== EXCERPTED PASSAGE ==
#####

Oh, that's a good point, I nearly forgot that I have an actual VT320 terminal in the garage, a relic from my time at DEC (blimey, was it really 25 years ago?  Yikes) which has a compose key on it.  Somebody even made me a serial cable with the DEC "like an RJ45 but more wonky" connectors too, so I have no excuses.  Well, apart from the mound of stuff I'd need to climb over to get it.

And an... erm, LK401 or whatever the PC keyboard was.  But it's a PS/2 and has a sort of "genuine mushy rubber-dome" key feel.  I have PS/2-USB converter but not one that does mushy-to-clicky.

Edit: various mistakes; the weather's too hot to think.


----------



## astyle (Jul 19, 2021)

vometia said:


> Oh, that's a good point, I nearly forgot that I have an actual VT320 terminal in the garage, a relic from my time at DEC (blimey, was it really 25 years ago?  Yikes) which has a compose key on it.  Somebody even made me a serial cable with the DEC "like an RJ45 but more wonky" connectors too, so I have no excuses.  Well, apart from the mound of stuff I'd need to climb over to get it.
> 
> And an... erm, LK401 or whatever the PC keyboard was.  But it's a PS/2 and has a sort of "genuine mushy rubber-dome" key feel.  I have PS/2-USB converter but not one that does mushy-to-clicky.
> 
> Edit: various mistakes; the weather's too hot to think.


LK401? That's a good place to start. Try googling this term: "LK401 freebsd keymap". Also: If you just plug the keyboard in, and then boot up, FreeBSD will most likely take it. The keyboard may not work perfectly from get-go, but that's what config files are for. `# /sbin/updatedb`, followed by `# locate` should be helpful.


----------

#####

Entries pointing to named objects

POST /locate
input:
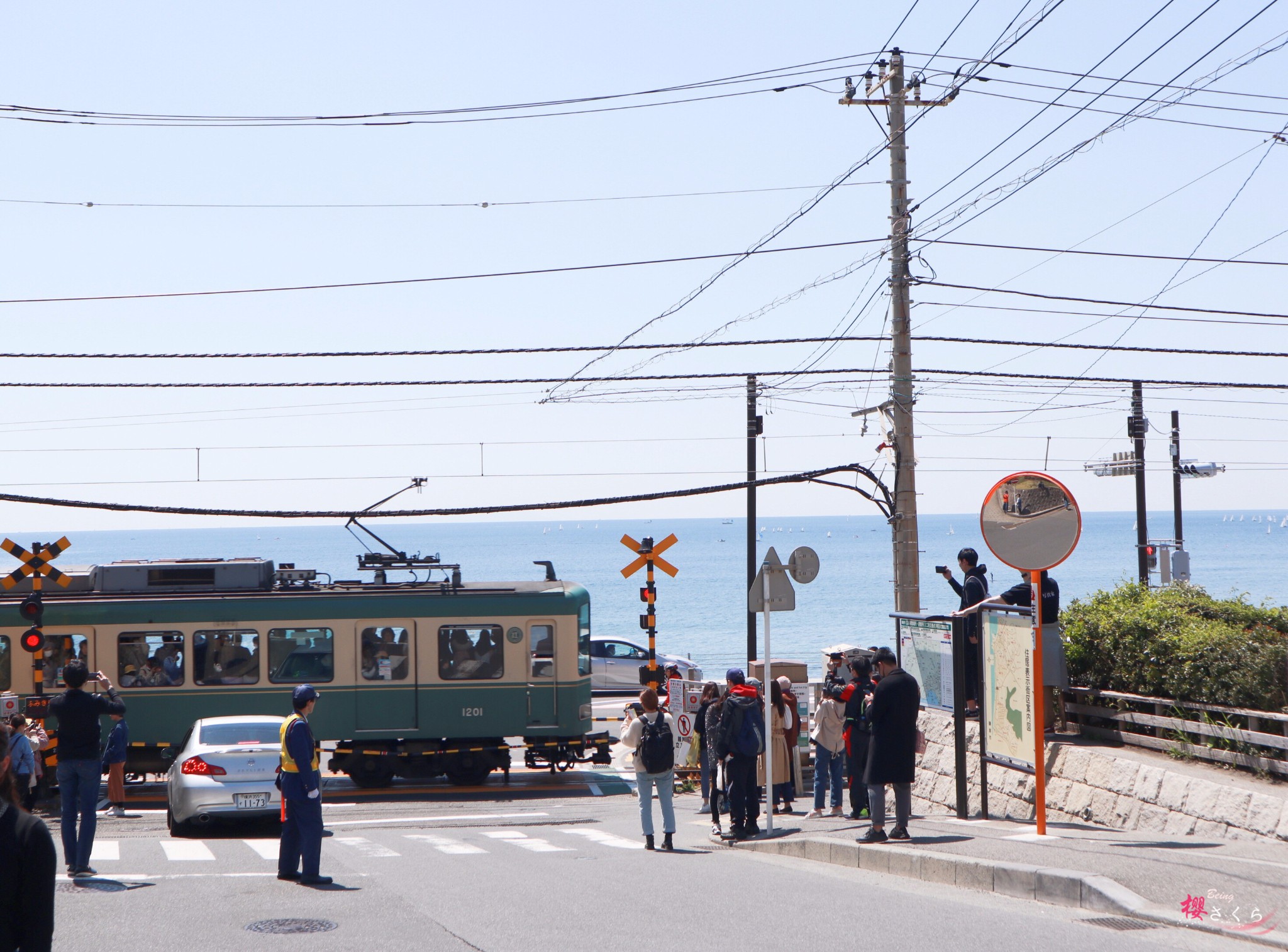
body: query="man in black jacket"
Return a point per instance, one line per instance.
(80, 758)
(973, 589)
(893, 749)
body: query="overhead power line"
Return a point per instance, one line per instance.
(1102, 301)
(879, 496)
(424, 205)
(445, 277)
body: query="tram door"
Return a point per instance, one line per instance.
(541, 674)
(386, 675)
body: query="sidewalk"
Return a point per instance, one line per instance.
(1133, 874)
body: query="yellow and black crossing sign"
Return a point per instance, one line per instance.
(650, 557)
(35, 563)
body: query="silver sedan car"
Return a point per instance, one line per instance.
(225, 768)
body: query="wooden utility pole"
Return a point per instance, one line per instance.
(903, 522)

#####

== DIRECTION A ==
According to the forum excerpt, why does the first poster say they have "no excuses" about using the VT320, and what one hindrance do they admit?
== DIRECTION B ==
List every piece of hardware that the first poster in the forum excerpt says they have.
== DIRECTION C ==
Answer from the forum excerpt:
(i) How many years ago does the first poster think their time at DEC was?
(ii) What search term does astyle suggest googling?
(iii) Which command does astyle give to run before `# locate`?
These rows have no connection to the forum excerpt.

== TASK ANSWER A ==
They have no excuses because the VT320 terminal in their garage has a compose key, and someone made them a serial cable with the DEC connectors. The one hindrance is the mound of stuff they would need to climb over to get to it.

== TASK ANSWER B ==
- A VT320 terminal
- A serial cable with DEC connectors
- An LK401 (or whatever the PC keyboard was) PS/2 keyboard
- A PS/2-USB converter

== TASK ANSWER C ==
(i) About 25 years ago.
(ii) "LK401 freebsd keymap"
(iii) `# /sbin/updatedb`